(Data records)
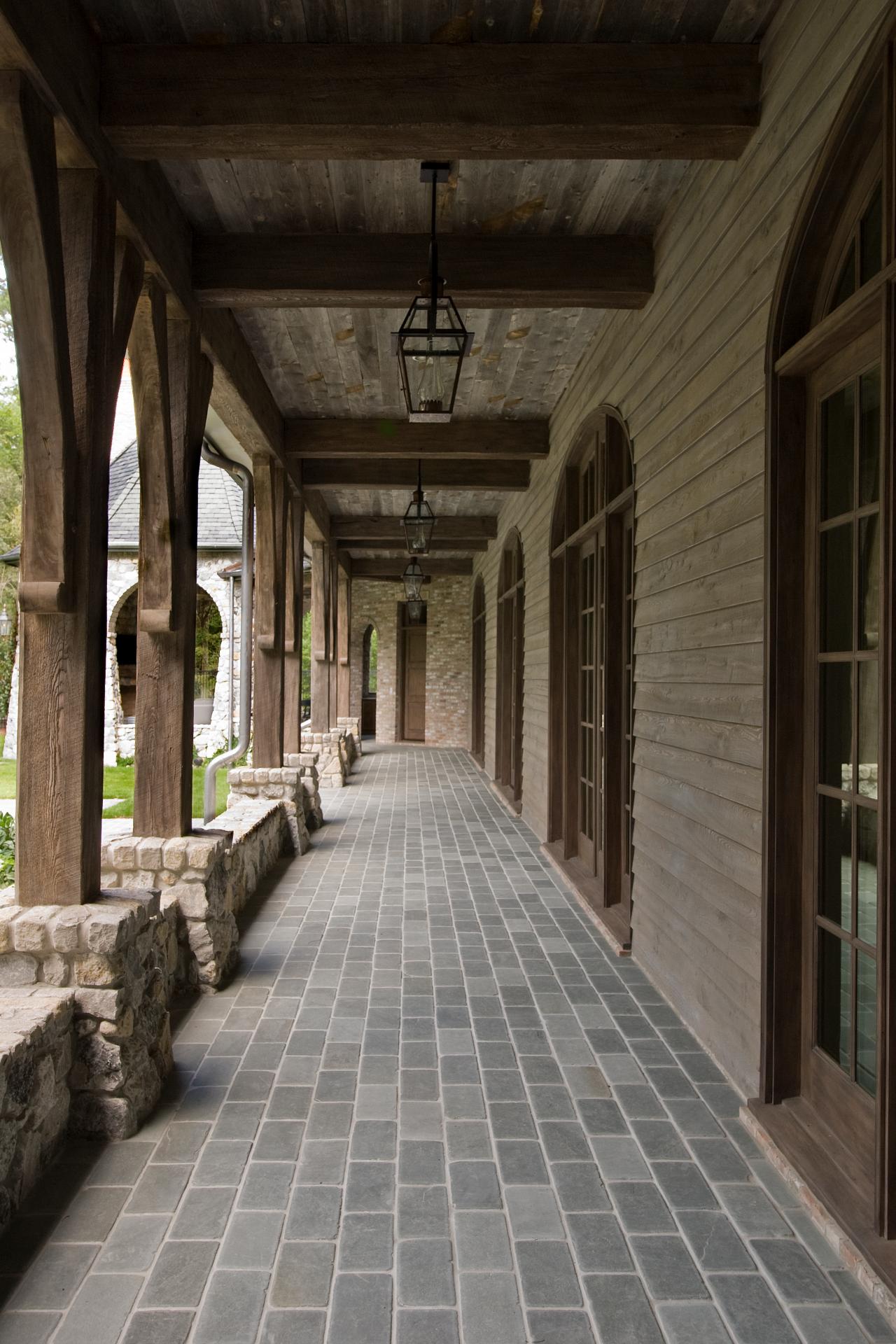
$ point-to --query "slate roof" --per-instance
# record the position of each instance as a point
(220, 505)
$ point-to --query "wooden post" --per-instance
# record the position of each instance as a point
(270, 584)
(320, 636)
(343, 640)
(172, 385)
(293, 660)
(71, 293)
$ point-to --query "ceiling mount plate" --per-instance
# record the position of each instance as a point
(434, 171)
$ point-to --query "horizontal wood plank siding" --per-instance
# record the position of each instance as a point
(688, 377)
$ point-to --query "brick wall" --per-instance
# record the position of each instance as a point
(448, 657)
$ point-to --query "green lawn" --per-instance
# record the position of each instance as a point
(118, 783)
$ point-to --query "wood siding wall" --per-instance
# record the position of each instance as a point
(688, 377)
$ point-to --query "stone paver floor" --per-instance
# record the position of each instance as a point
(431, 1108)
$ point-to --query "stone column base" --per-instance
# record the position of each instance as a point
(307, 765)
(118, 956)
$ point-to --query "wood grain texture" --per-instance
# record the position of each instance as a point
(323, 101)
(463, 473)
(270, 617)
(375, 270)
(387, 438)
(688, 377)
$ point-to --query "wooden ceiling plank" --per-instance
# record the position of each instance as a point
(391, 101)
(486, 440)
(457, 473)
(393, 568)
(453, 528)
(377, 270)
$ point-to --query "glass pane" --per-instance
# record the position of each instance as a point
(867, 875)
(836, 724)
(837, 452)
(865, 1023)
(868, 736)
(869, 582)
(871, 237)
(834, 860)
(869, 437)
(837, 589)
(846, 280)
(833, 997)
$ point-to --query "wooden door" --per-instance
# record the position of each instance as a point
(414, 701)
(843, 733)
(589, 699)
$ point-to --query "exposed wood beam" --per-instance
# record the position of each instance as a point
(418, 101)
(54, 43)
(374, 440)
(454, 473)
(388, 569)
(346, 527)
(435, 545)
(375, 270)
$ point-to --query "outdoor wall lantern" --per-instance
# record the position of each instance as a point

Exercise task:
Quote the data above in full and without alteration; skip the pictures.

Result:
$ point-to --query "slate roof" --per-instance
# record the position of each instance as a point
(220, 505)
$ point-to --query "wooden post" --per-instance
# record the position of each instance as a point
(270, 584)
(320, 636)
(343, 640)
(172, 385)
(293, 660)
(71, 293)
$ point-to --query "ceiling mount plate" --per-instance
# record the position of each instance as a point
(434, 171)
$ point-to --query "horizontal wood plank siding" --per-instance
# record the position of each instance as a point
(688, 377)
$ point-to --query "brick wall" --per-instance
# record the position of each instance as a point
(448, 657)
$ point-to --query "green lawn" --per-instance
# record the position of each instance as a point
(118, 783)
$ point-to --query "wood siding wall" --per-instance
# record the position of each instance as a point
(688, 377)
$ point-to --query "stone paver floor" --per-instance
# record the position of each instance as a point
(431, 1108)
$ point-to --query "stone column base" --per-instance
# record the position of each instance as a point
(307, 765)
(118, 956)
$ point-to --query "wood grain texture" --per-instance
# record the position of each instance as a point
(323, 101)
(463, 473)
(270, 617)
(375, 270)
(387, 438)
(688, 377)
$ point-to --query "wooden ceiling plank" --per-instance
# record the position of each instance as a point
(391, 101)
(486, 440)
(457, 473)
(393, 568)
(453, 528)
(377, 270)
$ point-to --query "glass pane" --per-instance
# record the position of each instance as a point
(867, 875)
(836, 724)
(837, 452)
(865, 1023)
(868, 736)
(869, 582)
(871, 237)
(834, 860)
(869, 437)
(837, 589)
(846, 280)
(833, 997)
$ point-to --query "wooden door" --per-instance
# record the position of each instance as a point
(414, 701)
(843, 733)
(589, 699)
$ point-to --query "exposed wood beam" --per-instance
# record the position of each instance as a point
(418, 101)
(54, 43)
(374, 440)
(454, 473)
(388, 569)
(346, 527)
(435, 545)
(375, 270)
$ point-to --query "outdoor wall lantern" --per-instance
# record the position of each instance as a point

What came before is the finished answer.